=== TASK DETAILS ===
Repeat each record exactly. Any picture gets left out.
++++ MATERIAL PROVIDED
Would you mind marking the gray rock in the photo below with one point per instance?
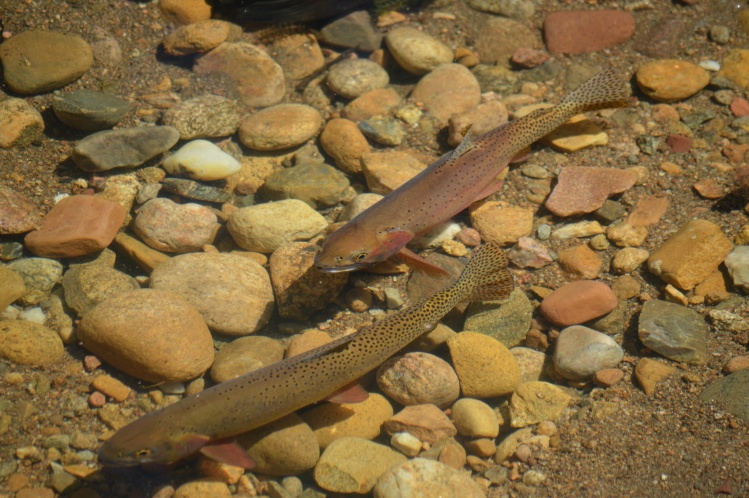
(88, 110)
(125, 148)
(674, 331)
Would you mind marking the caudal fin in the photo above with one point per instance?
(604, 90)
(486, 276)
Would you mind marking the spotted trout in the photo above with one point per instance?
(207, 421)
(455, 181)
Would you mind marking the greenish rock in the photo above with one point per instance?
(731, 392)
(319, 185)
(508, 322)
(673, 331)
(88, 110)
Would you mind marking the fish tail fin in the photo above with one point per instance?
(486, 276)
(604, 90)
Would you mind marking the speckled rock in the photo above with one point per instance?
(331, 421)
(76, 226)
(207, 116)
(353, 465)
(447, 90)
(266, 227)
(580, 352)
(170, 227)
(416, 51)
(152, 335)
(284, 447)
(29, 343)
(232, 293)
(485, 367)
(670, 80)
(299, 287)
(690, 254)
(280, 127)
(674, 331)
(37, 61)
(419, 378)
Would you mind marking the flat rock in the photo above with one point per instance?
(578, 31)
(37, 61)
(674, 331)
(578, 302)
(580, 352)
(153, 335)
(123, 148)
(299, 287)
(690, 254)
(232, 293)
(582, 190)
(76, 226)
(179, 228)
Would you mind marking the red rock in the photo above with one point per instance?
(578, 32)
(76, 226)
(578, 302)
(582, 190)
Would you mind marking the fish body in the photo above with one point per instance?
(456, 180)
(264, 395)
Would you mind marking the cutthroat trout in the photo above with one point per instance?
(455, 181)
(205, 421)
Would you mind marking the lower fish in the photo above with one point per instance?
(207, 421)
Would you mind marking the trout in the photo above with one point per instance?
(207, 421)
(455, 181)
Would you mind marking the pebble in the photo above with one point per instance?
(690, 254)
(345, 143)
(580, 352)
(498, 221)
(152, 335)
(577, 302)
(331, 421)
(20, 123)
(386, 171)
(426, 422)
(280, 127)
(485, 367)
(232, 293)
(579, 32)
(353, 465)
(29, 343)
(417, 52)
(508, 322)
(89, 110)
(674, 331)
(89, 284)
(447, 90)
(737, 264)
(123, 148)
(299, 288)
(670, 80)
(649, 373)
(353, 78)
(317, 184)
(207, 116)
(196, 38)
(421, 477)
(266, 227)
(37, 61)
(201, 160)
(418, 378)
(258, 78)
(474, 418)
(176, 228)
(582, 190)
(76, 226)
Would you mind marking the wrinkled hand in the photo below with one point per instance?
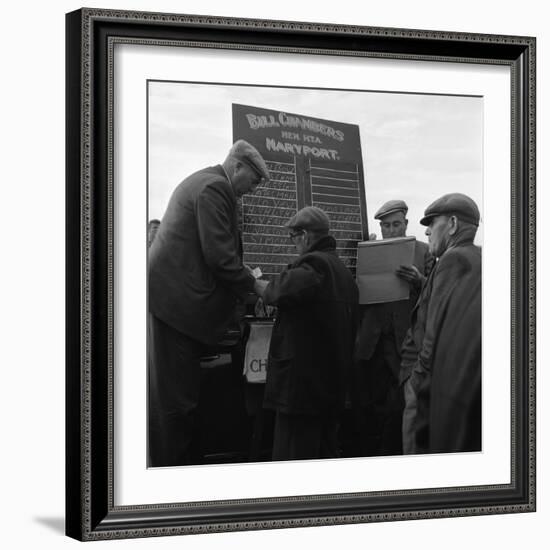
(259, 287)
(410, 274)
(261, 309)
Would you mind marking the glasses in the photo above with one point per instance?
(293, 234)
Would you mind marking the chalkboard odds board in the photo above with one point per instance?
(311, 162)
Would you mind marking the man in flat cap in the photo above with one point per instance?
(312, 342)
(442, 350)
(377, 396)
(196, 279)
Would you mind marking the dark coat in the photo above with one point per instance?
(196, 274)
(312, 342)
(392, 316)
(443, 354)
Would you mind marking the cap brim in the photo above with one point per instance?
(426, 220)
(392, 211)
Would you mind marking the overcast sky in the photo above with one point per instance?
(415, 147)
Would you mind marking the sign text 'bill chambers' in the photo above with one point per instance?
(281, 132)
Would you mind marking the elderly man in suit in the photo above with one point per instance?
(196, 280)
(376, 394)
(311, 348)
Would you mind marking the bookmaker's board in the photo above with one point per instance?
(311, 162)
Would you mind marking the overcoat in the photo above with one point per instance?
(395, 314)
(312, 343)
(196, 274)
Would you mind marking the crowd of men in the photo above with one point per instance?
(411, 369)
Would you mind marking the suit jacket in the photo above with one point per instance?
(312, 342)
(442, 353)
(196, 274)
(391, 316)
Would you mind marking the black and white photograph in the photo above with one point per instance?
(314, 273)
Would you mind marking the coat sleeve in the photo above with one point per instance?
++++++++
=== SOLUTION TO THE EXERCISE ===
Would you mind marking the gray rock in the photo below with one point per instance?
(88, 110)
(125, 148)
(674, 331)
Would you mind marking the caudal fin in the photo above with one point per instance?
(604, 90)
(486, 276)
Would you mind marking the spotted trout in the photo above with one point per instance?
(207, 421)
(455, 181)
Would you mind marking the greenish rock in the photo above with one point per instance?
(731, 392)
(319, 185)
(508, 322)
(673, 331)
(88, 110)
Would you mind marking the fish tail fin in the photo above with one point per instance?
(486, 276)
(604, 90)
Would you mind marking the speckled rock in the photo above with one point per instance?
(331, 421)
(76, 226)
(207, 116)
(353, 465)
(447, 90)
(266, 227)
(580, 352)
(170, 227)
(416, 51)
(152, 335)
(284, 447)
(29, 343)
(232, 293)
(485, 367)
(670, 80)
(299, 287)
(690, 254)
(280, 127)
(674, 331)
(37, 61)
(419, 378)
Would you mind marking the flat rock in the photo above with one point per instance?
(578, 31)
(37, 61)
(674, 331)
(578, 302)
(580, 352)
(153, 335)
(123, 148)
(299, 287)
(690, 254)
(232, 293)
(582, 190)
(76, 226)
(179, 228)
Would you mind marking the red rock in the photo above with one point per instance?
(578, 32)
(76, 226)
(578, 302)
(582, 190)
Would you mind marking the fish body in the photo above with one point per instance?
(456, 180)
(264, 395)
Would you mind marking the cutthroat trout in the photo above with one point per instance?
(455, 181)
(205, 421)
Would you mind marking the lower fish in the photo above with one point per instance?
(207, 421)
Would you mind marking the trout in the photo above with one point per instance?
(207, 421)
(455, 181)
Would you mind marking the pebble in the photo above with one point per instance?
(690, 254)
(345, 143)
(580, 352)
(498, 221)
(152, 335)
(577, 302)
(331, 421)
(20, 123)
(386, 171)
(426, 422)
(280, 127)
(485, 367)
(232, 293)
(579, 32)
(353, 465)
(29, 343)
(417, 52)
(508, 322)
(89, 110)
(674, 331)
(89, 284)
(447, 90)
(737, 264)
(123, 148)
(299, 288)
(670, 80)
(649, 373)
(353, 78)
(317, 184)
(207, 116)
(196, 38)
(421, 477)
(266, 227)
(37, 61)
(201, 160)
(418, 378)
(258, 78)
(474, 418)
(176, 228)
(582, 190)
(76, 226)
Would you mind marking the wrinkled hand in the photo below with one point per instance?
(259, 287)
(410, 274)
(261, 309)
Would you mind marking the glasses in the photo above with one point per instance?
(293, 234)
Would you mind marking the chalkboard odds board in the photo above with one point per instance?
(311, 162)
Would you mind marking the man in flat cap in the photo above with one point per instance?
(312, 342)
(442, 350)
(377, 396)
(196, 279)
Would you mind marking the dark coat in the photo above with one point per instance?
(196, 274)
(312, 342)
(392, 316)
(443, 354)
Would you mind marking the cap brim in the photo above with one point per instance?
(426, 220)
(392, 211)
Would you mind marking the overcast sky in the photo above with one point per instance?
(415, 147)
Would you mind marking the sign text 'bill chambers' in the photo above with one point per instance?
(281, 132)
Would you mind marking the elderly man in suit in the photo above with one point per instance?
(196, 280)
(376, 394)
(311, 348)
Would you mind marking the bookmaker's board in the photo above with one point per instance?
(311, 162)
Would you mind marking the overcoat in the photo above with one point per instance?
(395, 314)
(312, 343)
(196, 274)
Would you mind marking the crowd of men in the photo above with one point per instance?
(411, 369)
Would you mind marking the suit jacket in the photo above with one point per instance?
(312, 342)
(442, 353)
(196, 274)
(391, 316)
Would you mind marking the black and white photograph in the photo above with one point per instance?
(314, 273)
Would you mind marking the coat sleeve in the photo above with one point per instance?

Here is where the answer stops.